Things to do:
A – List the activities named in the account of earning a degree online as a new parent that assignments were fit in between.
B – In the account of earning a degree online as a new parent, how long before the semester ended was the son born?
C – Extend the account of earning a degree online as a new parent, starting right after its final sentence.

Document segment:
*** Block opens ***

When you’ve grown up knowing you were only going to do one thing and life throws a curve-ball straight to your head and makes you see stars, you have to come to and make a decision.  Once I made the choice and became accepted to school, the idea was no longer scary or painful.  Two months into school, I became pregnant.  It wasn’t wholly unplanned; since I was no longer going to auditions why not peruse my other dream, becoming a mom. I just didn’t think it would happen that fast.  As my due date approached, I worked ahead and informed my professors.  The day my son was born, about a week and a half before the semester ended, I submitted my final project hooked up to IV’s and in the delivery room.  I am nothing, if not dedicated, to my work.  I had a few weeks of new mom bliss (Ha! Mesh maternity underwear, ice packs for my vagina, and nipples so cracked and sore from nursing I had to get $80 prescription-strength cream) and then it was time to go back to school.  Fortunately, I was earning my degree online from a brick and mortar university; that’s campus, to this day, I have never stepped foot on.  I fit assignments in between nursing and naps and diaper changes.  When it came time to begin work on my thesis, I would leave the house.  I was back at work by this point and could often be found on my lunch break at the Starbucks on N.W. D Street and Indiana Ave in D.C. doing research.  In the evenings and on the weekends, if my husband of the time was home (he was taking pre-med classes), I would head to our local Starbucks, sometimes for hours at a time.  On my walk over there, my anxiety would kick in, wondering if someone would be at one of two favorite tables.  If someone was at my table, yes, my table, I couldn’t concentrate or get any real work done.

*** Block closes ***

The data:
*** Block opens ***

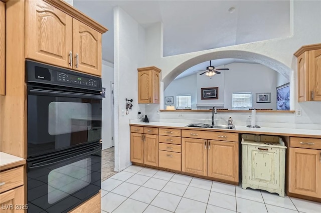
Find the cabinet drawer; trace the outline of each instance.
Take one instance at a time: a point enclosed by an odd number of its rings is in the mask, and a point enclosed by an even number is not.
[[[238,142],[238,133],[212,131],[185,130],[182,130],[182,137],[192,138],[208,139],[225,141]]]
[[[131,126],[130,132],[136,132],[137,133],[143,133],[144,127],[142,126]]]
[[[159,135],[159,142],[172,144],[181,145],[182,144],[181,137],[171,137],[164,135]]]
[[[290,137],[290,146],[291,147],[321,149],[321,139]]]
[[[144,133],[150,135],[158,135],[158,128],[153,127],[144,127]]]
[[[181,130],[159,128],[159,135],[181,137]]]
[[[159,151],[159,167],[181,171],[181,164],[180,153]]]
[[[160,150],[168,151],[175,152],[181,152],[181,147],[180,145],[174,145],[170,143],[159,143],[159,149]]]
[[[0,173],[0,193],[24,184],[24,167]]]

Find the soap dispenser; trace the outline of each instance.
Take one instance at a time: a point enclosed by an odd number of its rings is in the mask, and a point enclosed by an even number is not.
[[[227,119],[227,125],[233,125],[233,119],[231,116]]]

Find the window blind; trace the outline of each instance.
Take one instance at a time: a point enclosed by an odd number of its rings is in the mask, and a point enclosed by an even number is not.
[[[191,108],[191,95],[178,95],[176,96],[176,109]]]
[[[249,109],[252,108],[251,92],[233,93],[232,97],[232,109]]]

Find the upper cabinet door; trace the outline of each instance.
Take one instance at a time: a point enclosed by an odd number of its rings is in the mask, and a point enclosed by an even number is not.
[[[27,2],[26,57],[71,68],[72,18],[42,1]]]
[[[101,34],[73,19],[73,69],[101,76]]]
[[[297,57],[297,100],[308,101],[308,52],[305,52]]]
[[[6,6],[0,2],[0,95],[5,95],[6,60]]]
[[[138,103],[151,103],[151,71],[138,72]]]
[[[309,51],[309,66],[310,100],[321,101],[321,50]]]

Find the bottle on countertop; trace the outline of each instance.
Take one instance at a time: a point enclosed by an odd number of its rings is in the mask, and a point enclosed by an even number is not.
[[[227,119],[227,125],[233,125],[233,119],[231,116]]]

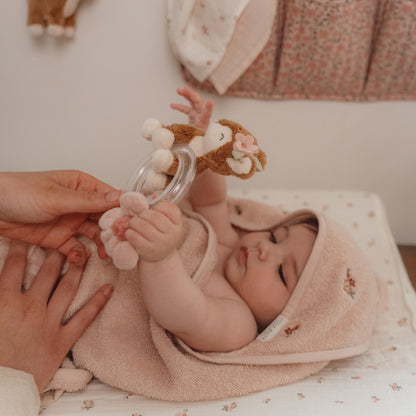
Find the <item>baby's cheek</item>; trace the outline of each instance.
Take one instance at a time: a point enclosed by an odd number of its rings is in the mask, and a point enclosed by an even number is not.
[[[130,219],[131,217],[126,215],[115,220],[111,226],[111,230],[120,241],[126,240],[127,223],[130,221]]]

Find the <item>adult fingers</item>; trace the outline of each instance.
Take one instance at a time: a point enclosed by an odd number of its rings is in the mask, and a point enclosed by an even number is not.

*** Block closes ***

Numbered answers:
A – nursing, naps, diaper changes

B – About a week and a half before the semester ended.

C –
I would sit where I could see the coveted spot and watch like a furtive hawk so I could sweep and claim the table once vacated.  These days that anxiety is channeled towards my weekly trip out of the house to the grocery store.  I go early every Friday morning, re-stock day, and panic prior to my arrival.  What if they don’t have toilet paper again?  What if there are out of the flavor of Hot Pockets my son obsesses over?  Can there please be my favorite brand of seltzer water??  And don’t even get me started over the lack of frozen French toast sticks…. It’s not fun.

I pushed on through anxiety, countless hours of research and writing, and re-writing, and finally, two years after I started, I graduated with a 4.0.  Going back to school was one of the greatest things I have done for myself.  I still perform regularly, although corona-virus has put that temporarily on hold, but now, I do it solely for me.  I may not have made it to Broadway, and honestly, I still hold out hope, but I have become a pretty big deal in my own way, and for that, I couldn’t be prouder of myself. 

From top to bottom: Your’e a Good Man Charlie Brown 2019, Damn Yankees 2018, How the Grinch Stole Christmas 2017.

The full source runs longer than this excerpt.